Take the listing below and output it again exactly.

* Records for processing *
=== Section Start ===
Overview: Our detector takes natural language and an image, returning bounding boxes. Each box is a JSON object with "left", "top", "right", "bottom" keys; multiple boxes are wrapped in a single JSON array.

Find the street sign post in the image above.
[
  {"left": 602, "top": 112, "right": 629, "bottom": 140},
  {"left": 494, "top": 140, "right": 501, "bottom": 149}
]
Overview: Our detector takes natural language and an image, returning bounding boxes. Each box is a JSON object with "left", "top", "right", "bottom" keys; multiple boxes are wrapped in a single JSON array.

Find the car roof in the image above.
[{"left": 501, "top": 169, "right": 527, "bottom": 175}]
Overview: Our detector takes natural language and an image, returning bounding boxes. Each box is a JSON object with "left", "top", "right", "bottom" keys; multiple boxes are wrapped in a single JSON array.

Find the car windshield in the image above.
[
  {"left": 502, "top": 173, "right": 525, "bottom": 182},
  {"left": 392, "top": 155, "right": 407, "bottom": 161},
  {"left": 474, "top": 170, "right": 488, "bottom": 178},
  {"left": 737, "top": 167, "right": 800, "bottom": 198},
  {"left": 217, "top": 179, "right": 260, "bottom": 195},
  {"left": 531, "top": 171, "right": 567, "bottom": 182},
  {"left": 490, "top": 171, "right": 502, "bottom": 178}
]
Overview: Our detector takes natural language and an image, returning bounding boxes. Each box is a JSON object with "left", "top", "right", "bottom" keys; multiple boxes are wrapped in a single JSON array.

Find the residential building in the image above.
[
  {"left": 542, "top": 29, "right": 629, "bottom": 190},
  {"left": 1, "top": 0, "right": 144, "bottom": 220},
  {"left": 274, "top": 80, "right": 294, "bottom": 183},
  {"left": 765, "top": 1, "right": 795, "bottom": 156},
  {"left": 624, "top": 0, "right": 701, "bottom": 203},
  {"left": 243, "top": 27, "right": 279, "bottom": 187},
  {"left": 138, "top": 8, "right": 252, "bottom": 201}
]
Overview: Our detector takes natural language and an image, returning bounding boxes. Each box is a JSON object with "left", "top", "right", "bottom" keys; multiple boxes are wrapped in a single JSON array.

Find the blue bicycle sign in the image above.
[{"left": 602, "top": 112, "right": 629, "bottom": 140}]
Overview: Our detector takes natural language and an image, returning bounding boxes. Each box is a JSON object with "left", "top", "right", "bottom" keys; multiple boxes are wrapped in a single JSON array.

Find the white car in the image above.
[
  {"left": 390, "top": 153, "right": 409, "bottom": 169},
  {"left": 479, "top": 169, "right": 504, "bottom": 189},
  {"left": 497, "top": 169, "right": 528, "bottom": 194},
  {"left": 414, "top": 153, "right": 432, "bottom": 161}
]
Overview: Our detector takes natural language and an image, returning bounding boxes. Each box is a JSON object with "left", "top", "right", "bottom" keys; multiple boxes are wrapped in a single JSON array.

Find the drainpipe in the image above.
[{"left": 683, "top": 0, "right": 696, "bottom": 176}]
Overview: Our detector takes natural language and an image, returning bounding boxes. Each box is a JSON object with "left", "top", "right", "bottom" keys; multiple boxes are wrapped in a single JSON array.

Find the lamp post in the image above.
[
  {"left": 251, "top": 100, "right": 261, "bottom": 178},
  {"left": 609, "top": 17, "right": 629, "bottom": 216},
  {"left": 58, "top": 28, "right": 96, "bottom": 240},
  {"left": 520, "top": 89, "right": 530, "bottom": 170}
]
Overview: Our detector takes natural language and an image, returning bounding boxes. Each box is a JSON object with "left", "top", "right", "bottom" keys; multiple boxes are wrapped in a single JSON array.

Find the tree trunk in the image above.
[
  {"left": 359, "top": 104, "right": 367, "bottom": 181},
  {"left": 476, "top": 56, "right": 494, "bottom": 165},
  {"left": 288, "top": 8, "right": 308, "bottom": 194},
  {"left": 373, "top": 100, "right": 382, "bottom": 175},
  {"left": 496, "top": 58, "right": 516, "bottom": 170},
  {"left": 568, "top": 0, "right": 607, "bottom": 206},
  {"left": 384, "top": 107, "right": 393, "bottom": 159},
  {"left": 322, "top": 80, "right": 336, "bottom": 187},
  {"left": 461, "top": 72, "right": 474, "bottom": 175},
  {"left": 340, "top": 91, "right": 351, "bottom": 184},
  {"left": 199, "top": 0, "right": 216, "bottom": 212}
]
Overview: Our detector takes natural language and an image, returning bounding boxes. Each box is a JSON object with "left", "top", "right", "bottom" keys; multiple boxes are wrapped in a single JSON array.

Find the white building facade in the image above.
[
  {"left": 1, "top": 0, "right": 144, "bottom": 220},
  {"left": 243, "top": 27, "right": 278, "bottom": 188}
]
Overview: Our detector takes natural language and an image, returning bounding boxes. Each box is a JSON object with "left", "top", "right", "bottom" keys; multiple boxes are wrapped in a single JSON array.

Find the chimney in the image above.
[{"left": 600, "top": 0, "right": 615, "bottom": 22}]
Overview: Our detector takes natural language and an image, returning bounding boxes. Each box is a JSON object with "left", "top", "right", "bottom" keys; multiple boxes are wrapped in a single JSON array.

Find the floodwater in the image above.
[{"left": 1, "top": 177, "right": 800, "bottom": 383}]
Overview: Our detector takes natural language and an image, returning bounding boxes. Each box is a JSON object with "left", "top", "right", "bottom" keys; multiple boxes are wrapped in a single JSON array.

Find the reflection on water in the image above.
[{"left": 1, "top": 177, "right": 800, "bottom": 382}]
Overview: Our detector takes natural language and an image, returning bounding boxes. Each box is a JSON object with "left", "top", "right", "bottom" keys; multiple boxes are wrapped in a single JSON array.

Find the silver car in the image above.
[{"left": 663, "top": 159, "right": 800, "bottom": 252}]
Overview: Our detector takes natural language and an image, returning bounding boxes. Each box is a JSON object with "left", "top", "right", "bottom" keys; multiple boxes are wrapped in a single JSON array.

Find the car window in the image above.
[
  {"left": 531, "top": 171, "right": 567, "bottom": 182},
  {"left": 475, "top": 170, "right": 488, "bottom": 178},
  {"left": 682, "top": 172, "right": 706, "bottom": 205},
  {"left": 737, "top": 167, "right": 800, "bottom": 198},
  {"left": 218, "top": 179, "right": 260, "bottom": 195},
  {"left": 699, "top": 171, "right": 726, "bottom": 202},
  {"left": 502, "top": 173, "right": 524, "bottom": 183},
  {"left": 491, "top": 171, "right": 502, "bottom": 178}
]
=== Section End ===
* Response to this task *
Overview: Our detector takes natural language and an image, returning bounding boxes. Each box is a JSON object with "left", "top", "right", "bottom" keys; multiple boxes are wrapped in a single JSON array.

Find the street sign post in the image above.
[
  {"left": 602, "top": 112, "right": 629, "bottom": 140},
  {"left": 494, "top": 140, "right": 501, "bottom": 149}
]
Overview: Our detector takes natural language and an image, returning bounding boxes. Each box is a JSON object with "left", "top", "right", "bottom" keys; multiple boxes are wrapped in a single JSON array.

Find the car roof in the image above.
[{"left": 501, "top": 169, "right": 527, "bottom": 175}]
Overview: Our detector takes natural language and an image, returning bounding boxes. Each box is a JSON object with "left", "top", "right", "bottom" keys; multiple boxes are wrapped in a single JSON array.

Find the car windshield in the image above.
[
  {"left": 502, "top": 173, "right": 525, "bottom": 182},
  {"left": 392, "top": 155, "right": 407, "bottom": 161},
  {"left": 474, "top": 170, "right": 488, "bottom": 178},
  {"left": 737, "top": 167, "right": 800, "bottom": 198},
  {"left": 217, "top": 179, "right": 260, "bottom": 195},
  {"left": 531, "top": 171, "right": 567, "bottom": 182},
  {"left": 490, "top": 171, "right": 502, "bottom": 178}
]
Overview: Our detector takes natural language and an image, returning bounding boxes. Each box is a JSON object with "left", "top", "right", "bottom" keys; multiple boxes are wrapped in a single JSON array.

Find the residential building in the image above.
[
  {"left": 542, "top": 29, "right": 629, "bottom": 190},
  {"left": 1, "top": 0, "right": 144, "bottom": 220},
  {"left": 274, "top": 80, "right": 294, "bottom": 183},
  {"left": 765, "top": 1, "right": 795, "bottom": 156},
  {"left": 624, "top": 0, "right": 701, "bottom": 203},
  {"left": 243, "top": 27, "right": 279, "bottom": 187},
  {"left": 138, "top": 8, "right": 252, "bottom": 201}
]
Overview: Our detector takes natural language and an image, returning bounding boxes. Each box is a JSON object with "left", "top", "right", "bottom" keys; multiple boxes are wrapped in a single JSON array.

Find the blue bicycle sign in the image above.
[{"left": 602, "top": 112, "right": 629, "bottom": 140}]
Overview: Our detector takes natural language and an image, returning bounding boxes. Each box is a JSON object with "left", "top", "right", "bottom" keys; multiple boxes are wrapped in a single JSON array.

Find the white car in the image above.
[
  {"left": 390, "top": 153, "right": 409, "bottom": 169},
  {"left": 479, "top": 169, "right": 504, "bottom": 189},
  {"left": 497, "top": 169, "right": 528, "bottom": 194},
  {"left": 414, "top": 153, "right": 432, "bottom": 161}
]
Overview: Our detector takes natural language and an image, returning bounding boxes. Each box is a JSON object with "left", "top", "right", "bottom" keys; multiple boxes are wrapped in a single JSON array.

Find the drainpipe in the image above.
[{"left": 683, "top": 0, "right": 696, "bottom": 176}]
Overview: Our detector takes natural language and an image, returning bounding boxes. Each box is a JSON object with "left", "top", "right", "bottom" keys; multiple boxes are wrapped in a single JSON array.

Find the lamp post in the image above.
[
  {"left": 251, "top": 100, "right": 261, "bottom": 178},
  {"left": 609, "top": 17, "right": 629, "bottom": 216},
  {"left": 58, "top": 28, "right": 96, "bottom": 240},
  {"left": 520, "top": 89, "right": 530, "bottom": 170}
]
Overview: Our detector takes natural language and an image, returning bounding boxes. Each box is a JSON object with "left", "top", "right", "bottom" keys; multiple boxes are wrapped in a single JSON array.

Find the tree trunk in the image above.
[
  {"left": 359, "top": 104, "right": 367, "bottom": 181},
  {"left": 476, "top": 56, "right": 494, "bottom": 165},
  {"left": 288, "top": 8, "right": 308, "bottom": 194},
  {"left": 373, "top": 100, "right": 382, "bottom": 175},
  {"left": 496, "top": 58, "right": 516, "bottom": 170},
  {"left": 568, "top": 0, "right": 607, "bottom": 206},
  {"left": 384, "top": 107, "right": 393, "bottom": 159},
  {"left": 322, "top": 80, "right": 336, "bottom": 187},
  {"left": 461, "top": 72, "right": 474, "bottom": 175},
  {"left": 340, "top": 91, "right": 351, "bottom": 184},
  {"left": 199, "top": 0, "right": 216, "bottom": 212}
]
Overview: Our detector takes natural language and an image, returning bounding boxes. Each box is a JSON object with "left", "top", "right", "bottom" keys; multiple boxes are wrapped in a single JSON array.

Find the white building facade in the image above.
[
  {"left": 1, "top": 0, "right": 144, "bottom": 220},
  {"left": 243, "top": 27, "right": 278, "bottom": 188}
]
Overview: Our detector takes natural language and an image, returning bounding boxes. Each box is a JSON object with "left", "top", "right", "bottom" keys; multiple boxes are wrapped in a single JSON array.

Find the chimney in the image above.
[{"left": 600, "top": 0, "right": 615, "bottom": 22}]
Overview: Our detector takes natural language and an image, returning bounding boxes. Each box is a JSON object with "left", "top", "right", "bottom" keys; multiple boxes are wrapped in a single JSON array.

Find the floodwater in the image above.
[{"left": 1, "top": 177, "right": 800, "bottom": 383}]
Overview: Our detector takes natural language and an image, returning bounding boxes. Each box is a JSON object with "left", "top", "right", "bottom" keys; multiple boxes are wrapped in a single JSON array.

Find the reflection on water in the image above.
[{"left": 1, "top": 177, "right": 800, "bottom": 382}]
Overview: Our detector takes natural language and an image, returning bounding boxes. Each box is a JSON object with "left", "top", "right", "bottom" keys; multiple boxes are wrapped in a single JSON array.

Find the silver car in the image above.
[{"left": 663, "top": 159, "right": 800, "bottom": 252}]
Overview: Our detector takes natural language and an image, returning bounding boxes. Each box is a JSON object with "left", "top", "right", "bottom" keys; multiple boxes are wrapped in a single JSON array.

Find the car window in the image above.
[
  {"left": 531, "top": 171, "right": 567, "bottom": 182},
  {"left": 475, "top": 170, "right": 488, "bottom": 178},
  {"left": 682, "top": 172, "right": 706, "bottom": 205},
  {"left": 737, "top": 167, "right": 800, "bottom": 198},
  {"left": 218, "top": 179, "right": 260, "bottom": 195},
  {"left": 699, "top": 171, "right": 726, "bottom": 202},
  {"left": 502, "top": 173, "right": 524, "bottom": 183},
  {"left": 491, "top": 171, "right": 502, "bottom": 178}
]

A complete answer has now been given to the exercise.